▶ **Aim**
From the line containing "The component shall indicate each instance of the child's" through the last line of the entries below, repeat each line word for word and leave out the rest.

━━━━━━━━━━━━━━━━━━━━━━━━━━━━━━

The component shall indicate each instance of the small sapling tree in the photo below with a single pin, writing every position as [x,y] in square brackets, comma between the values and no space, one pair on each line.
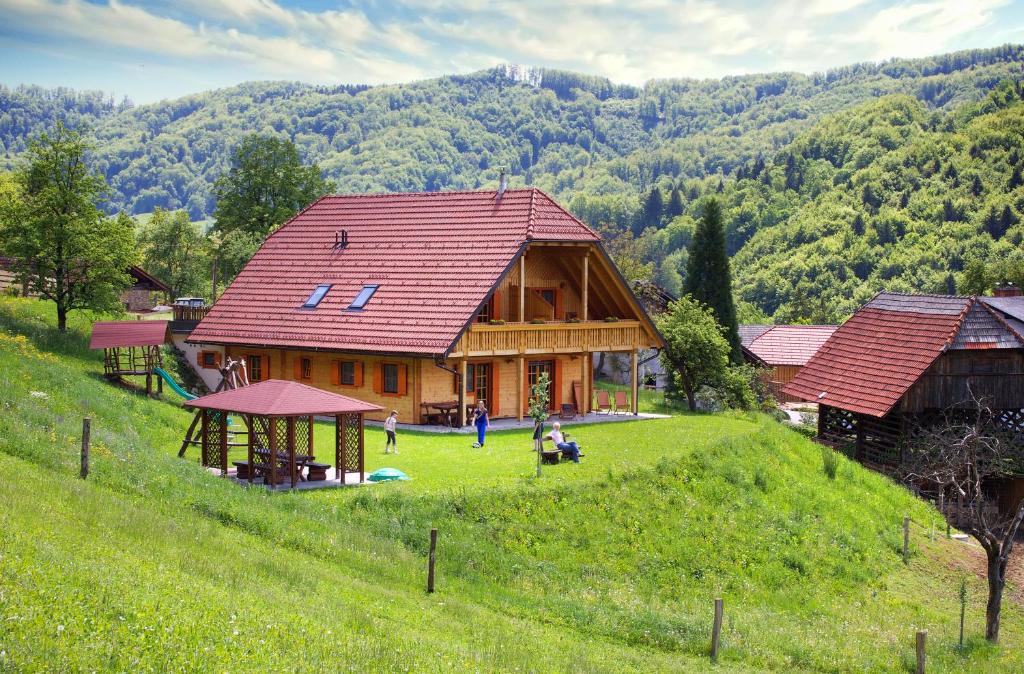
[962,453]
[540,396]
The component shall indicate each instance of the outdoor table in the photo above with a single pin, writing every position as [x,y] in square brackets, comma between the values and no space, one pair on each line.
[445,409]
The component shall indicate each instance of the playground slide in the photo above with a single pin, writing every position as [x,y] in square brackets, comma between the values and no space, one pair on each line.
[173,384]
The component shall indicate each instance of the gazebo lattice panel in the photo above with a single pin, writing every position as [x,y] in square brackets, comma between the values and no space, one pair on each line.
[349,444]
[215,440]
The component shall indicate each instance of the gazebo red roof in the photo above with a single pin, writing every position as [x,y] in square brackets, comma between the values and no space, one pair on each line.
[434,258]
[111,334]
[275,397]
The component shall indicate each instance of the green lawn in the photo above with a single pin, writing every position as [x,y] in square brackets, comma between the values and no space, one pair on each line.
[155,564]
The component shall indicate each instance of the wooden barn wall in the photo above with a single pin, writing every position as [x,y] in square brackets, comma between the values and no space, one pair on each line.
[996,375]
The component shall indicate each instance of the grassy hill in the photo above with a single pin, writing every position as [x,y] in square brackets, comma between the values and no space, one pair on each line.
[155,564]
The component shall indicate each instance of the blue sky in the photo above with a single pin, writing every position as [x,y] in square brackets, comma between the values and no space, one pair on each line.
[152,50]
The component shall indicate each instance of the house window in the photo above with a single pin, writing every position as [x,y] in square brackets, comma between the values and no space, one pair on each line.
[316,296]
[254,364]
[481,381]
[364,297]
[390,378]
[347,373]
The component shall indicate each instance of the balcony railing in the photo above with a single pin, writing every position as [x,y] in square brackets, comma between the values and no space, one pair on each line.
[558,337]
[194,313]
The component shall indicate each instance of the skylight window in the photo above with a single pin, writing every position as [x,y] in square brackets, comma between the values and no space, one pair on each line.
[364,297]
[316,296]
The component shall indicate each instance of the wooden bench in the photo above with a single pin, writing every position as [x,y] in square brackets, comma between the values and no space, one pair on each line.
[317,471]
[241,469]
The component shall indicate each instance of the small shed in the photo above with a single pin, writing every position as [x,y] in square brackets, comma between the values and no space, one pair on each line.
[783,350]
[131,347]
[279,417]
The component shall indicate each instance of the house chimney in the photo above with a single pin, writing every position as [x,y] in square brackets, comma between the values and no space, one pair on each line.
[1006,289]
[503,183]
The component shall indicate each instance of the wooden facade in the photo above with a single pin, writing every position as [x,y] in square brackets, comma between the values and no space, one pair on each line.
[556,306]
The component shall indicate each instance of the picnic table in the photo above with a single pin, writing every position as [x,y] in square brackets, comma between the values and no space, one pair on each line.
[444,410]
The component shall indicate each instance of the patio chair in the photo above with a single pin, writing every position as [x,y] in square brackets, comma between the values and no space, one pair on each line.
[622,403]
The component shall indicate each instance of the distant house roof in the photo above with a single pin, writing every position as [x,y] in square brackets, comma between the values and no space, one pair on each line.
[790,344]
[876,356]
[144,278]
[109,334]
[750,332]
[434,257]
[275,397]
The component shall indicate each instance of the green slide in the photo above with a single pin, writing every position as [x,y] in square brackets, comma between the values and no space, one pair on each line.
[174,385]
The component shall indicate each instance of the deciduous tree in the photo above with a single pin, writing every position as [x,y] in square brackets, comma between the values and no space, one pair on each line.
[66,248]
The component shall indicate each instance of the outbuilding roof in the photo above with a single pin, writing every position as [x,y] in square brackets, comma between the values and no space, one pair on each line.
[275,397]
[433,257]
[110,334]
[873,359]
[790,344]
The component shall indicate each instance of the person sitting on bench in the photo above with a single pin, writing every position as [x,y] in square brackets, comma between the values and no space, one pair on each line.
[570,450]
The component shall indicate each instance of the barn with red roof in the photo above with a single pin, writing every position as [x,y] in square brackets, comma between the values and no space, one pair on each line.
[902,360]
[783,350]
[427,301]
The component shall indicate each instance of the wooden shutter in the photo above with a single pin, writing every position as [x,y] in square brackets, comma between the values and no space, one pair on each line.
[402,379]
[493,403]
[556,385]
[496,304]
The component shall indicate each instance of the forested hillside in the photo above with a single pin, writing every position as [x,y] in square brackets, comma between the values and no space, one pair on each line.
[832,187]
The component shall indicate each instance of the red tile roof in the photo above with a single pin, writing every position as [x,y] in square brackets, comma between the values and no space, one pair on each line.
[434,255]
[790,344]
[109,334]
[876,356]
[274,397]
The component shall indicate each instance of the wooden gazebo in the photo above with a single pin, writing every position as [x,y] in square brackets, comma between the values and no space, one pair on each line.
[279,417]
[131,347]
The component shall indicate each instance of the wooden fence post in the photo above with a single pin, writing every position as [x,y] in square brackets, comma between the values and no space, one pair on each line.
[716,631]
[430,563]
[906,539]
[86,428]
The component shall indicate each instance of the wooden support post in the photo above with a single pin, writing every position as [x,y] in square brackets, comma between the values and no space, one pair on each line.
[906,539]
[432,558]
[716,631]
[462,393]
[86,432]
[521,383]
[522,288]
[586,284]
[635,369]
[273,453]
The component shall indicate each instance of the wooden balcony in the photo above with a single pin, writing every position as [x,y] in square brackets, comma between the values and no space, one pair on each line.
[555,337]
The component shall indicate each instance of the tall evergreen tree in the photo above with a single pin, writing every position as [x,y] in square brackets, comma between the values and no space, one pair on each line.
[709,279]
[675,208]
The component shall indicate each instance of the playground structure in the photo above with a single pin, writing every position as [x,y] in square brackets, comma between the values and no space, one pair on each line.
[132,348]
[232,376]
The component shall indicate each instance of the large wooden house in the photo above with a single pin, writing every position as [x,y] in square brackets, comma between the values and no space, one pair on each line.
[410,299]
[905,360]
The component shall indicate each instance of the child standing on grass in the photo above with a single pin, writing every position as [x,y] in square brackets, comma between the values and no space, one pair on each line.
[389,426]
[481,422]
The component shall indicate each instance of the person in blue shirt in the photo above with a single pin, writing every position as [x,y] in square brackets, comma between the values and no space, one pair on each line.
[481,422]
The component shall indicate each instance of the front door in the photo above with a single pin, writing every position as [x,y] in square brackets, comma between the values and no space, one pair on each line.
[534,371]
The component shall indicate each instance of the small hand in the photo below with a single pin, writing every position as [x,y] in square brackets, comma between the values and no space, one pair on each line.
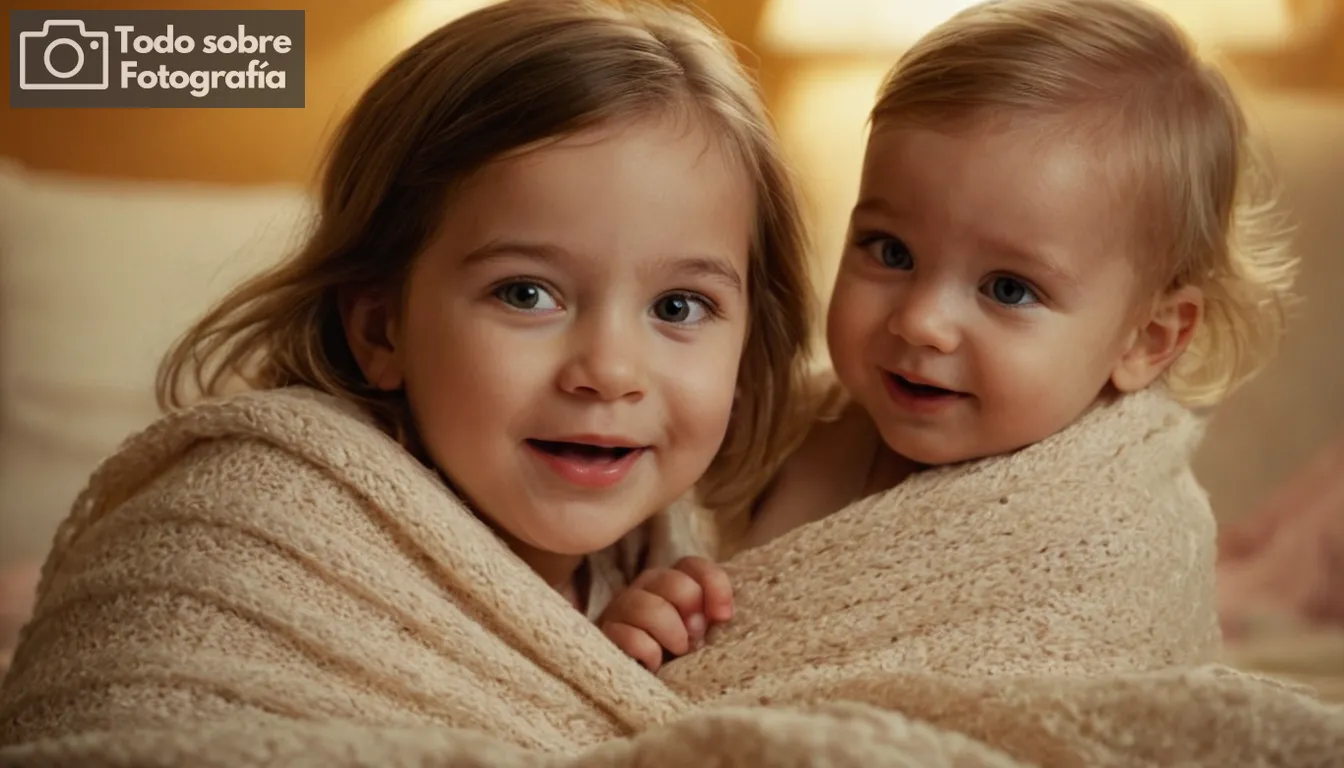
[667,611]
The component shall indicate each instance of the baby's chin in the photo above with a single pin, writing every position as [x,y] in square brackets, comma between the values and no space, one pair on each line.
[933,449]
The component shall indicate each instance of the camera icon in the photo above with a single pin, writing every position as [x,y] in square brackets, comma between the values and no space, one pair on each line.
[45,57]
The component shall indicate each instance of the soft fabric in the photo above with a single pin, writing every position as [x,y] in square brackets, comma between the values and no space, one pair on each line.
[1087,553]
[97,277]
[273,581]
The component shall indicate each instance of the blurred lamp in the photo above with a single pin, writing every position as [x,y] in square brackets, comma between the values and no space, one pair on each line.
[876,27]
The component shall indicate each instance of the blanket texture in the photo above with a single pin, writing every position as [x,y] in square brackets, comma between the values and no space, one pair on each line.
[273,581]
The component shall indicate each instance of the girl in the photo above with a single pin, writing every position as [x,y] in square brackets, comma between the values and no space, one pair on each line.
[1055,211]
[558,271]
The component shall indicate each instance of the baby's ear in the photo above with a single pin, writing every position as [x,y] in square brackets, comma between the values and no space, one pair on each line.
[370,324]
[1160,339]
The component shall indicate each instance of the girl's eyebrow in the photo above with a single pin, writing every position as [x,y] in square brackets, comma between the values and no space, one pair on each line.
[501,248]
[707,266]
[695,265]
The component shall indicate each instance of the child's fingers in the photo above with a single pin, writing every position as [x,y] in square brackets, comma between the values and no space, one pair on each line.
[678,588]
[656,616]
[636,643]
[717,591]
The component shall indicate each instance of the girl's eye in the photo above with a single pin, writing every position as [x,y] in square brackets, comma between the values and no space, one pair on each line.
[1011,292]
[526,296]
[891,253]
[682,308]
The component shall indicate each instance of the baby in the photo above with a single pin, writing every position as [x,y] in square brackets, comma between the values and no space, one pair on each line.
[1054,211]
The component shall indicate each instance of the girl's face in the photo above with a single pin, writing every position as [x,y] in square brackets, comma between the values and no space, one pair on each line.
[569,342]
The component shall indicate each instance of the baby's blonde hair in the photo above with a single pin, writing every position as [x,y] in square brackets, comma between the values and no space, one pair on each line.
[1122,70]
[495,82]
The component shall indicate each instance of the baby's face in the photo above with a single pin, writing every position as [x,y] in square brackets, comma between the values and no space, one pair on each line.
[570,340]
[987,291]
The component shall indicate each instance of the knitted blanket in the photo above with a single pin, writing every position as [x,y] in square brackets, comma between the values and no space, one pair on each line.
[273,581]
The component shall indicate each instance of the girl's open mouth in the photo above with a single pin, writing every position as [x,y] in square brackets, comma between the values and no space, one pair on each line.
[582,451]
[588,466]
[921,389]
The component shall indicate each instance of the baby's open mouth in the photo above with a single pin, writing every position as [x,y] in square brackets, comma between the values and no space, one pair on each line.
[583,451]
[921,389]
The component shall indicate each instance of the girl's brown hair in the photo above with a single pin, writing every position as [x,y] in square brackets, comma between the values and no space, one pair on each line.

━━━━━━━━━━━━━━━━━━━━━━━━━━━━━━

▶ **Solution to this problem**
The component shall indicate each instance of the child's fingers in the photo above with a single pin, writing every position as [x,y] in square brackets, comma between the values and no space, one pair on each line.
[678,588]
[656,616]
[636,643]
[717,591]
The component shall indicate each instance of the girl's eye in the photo above with a single pin, writing every position as [x,y] in square brackets, comma between the values and no space, one pair on each line.
[1011,292]
[526,296]
[891,253]
[682,308]
The component shall indicate each instance of the baby in the photo above with a single pin, writing every position as [x,y] in square brackets, comma between the values and no space, one pair on each line.
[1054,211]
The component shall indicate each instance of the girl's face in the photo above with a single pin, writing every position as [x,y] in square brackets, comma between the values and no space, one pair on each line.
[569,342]
The component shall indicate each instance of the baby's blonde hair in the photo above with a single pin, writing every position as [x,y] in square brackets, comma between the values and no space, one pair on each line.
[1122,70]
[495,82]
The component shall indicate each instance of the baby's face in the photo above with a single pin, writing every position as [x,y] in square brackets, comma between the values and no space, one pair on each line.
[570,340]
[987,291]
The component shall indicate each instance of the knitted blanket in the photo above with a single pin, writing every position as [x,y] in square brackets, comma between the values and no space, one pair on each line.
[273,581]
The component shall indicate each instance of the girl's open mouth in the photo above with a single pin, writing every position as [x,y] in square brackets, comma between the values and no space, one pair on each line.
[582,451]
[588,466]
[921,389]
The component shall indicate each instance of the baby's open mouth in the photo above with a single pin, writing every position as [x,y] in square brackets, comma between the values and no space, one pair on each line.
[583,451]
[921,389]
The component shall indicate each instance of the girl's brown hair in the photo above with a single pin, writing every position as [x,y] in square brackets, comma between the values and no space, one pair on each line.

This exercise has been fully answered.